[Data extracted from a collection]
──────────
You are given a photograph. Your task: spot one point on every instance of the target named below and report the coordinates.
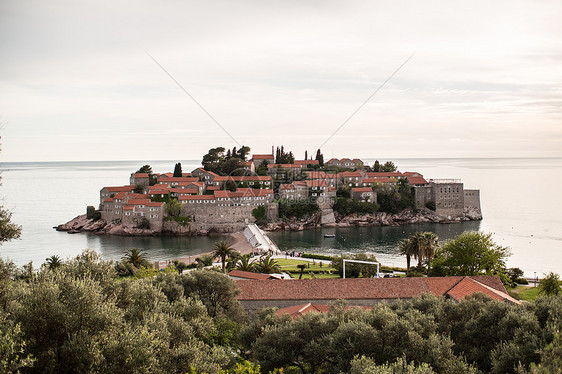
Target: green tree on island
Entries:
(550, 285)
(148, 170)
(53, 262)
(136, 258)
(177, 170)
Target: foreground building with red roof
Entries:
(257, 294)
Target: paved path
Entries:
(237, 241)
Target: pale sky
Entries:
(77, 84)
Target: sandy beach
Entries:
(236, 240)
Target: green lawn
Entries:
(289, 265)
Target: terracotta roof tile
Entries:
(196, 197)
(316, 183)
(283, 166)
(362, 189)
(358, 288)
(417, 180)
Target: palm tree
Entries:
(408, 249)
(422, 245)
(53, 262)
(431, 241)
(244, 263)
(268, 265)
(135, 257)
(222, 250)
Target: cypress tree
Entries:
(177, 170)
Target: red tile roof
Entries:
(317, 183)
(362, 189)
(468, 286)
(299, 310)
(283, 166)
(246, 178)
(196, 197)
(349, 174)
(307, 162)
(417, 180)
(185, 184)
(186, 191)
(315, 174)
(380, 180)
(177, 179)
(384, 174)
(159, 192)
(358, 288)
(250, 275)
(138, 201)
(119, 189)
(286, 187)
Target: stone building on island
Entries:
(225, 203)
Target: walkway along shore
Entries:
(237, 241)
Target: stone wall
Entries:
(472, 199)
(213, 214)
(423, 196)
(449, 199)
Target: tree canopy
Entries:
(470, 253)
(177, 170)
(229, 163)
──────────
Problem to work on — Write out the entries again, word for word. No images.

Solution to the exercise —
You are given a photograph. Your task: spot one point on every instance of the target named below and report the coordinates.
Target: green tree on island
Entries:
(550, 285)
(148, 170)
(53, 262)
(136, 258)
(177, 170)
Target: foreground building with red roof
Entries:
(257, 294)
Target: paved path
Entries:
(237, 241)
Target: pale sky
Entries:
(77, 84)
Target: sandy beach
Entries:
(236, 240)
Target: green lawn
Entries:
(289, 265)
Target: terracotta roof tile
Entries:
(196, 197)
(316, 183)
(283, 166)
(362, 189)
(358, 288)
(417, 180)
Target: palm tree
Entries:
(408, 249)
(422, 245)
(53, 262)
(431, 241)
(244, 263)
(268, 265)
(135, 257)
(222, 250)
Target: cypress tree
Entries:
(177, 170)
Target: red tile roof
Entries:
(317, 183)
(362, 189)
(468, 286)
(299, 310)
(283, 166)
(246, 178)
(196, 197)
(349, 174)
(307, 162)
(417, 180)
(185, 184)
(186, 191)
(315, 174)
(380, 180)
(177, 179)
(384, 174)
(159, 192)
(358, 288)
(250, 275)
(138, 201)
(119, 189)
(286, 187)
Target: stone building on island
Entries:
(225, 203)
Target: walkway along shore
Entries:
(237, 241)
Target: stone wall
Entries:
(472, 199)
(213, 214)
(423, 196)
(449, 199)
Target: tree canopy
Entries:
(470, 253)
(177, 170)
(229, 163)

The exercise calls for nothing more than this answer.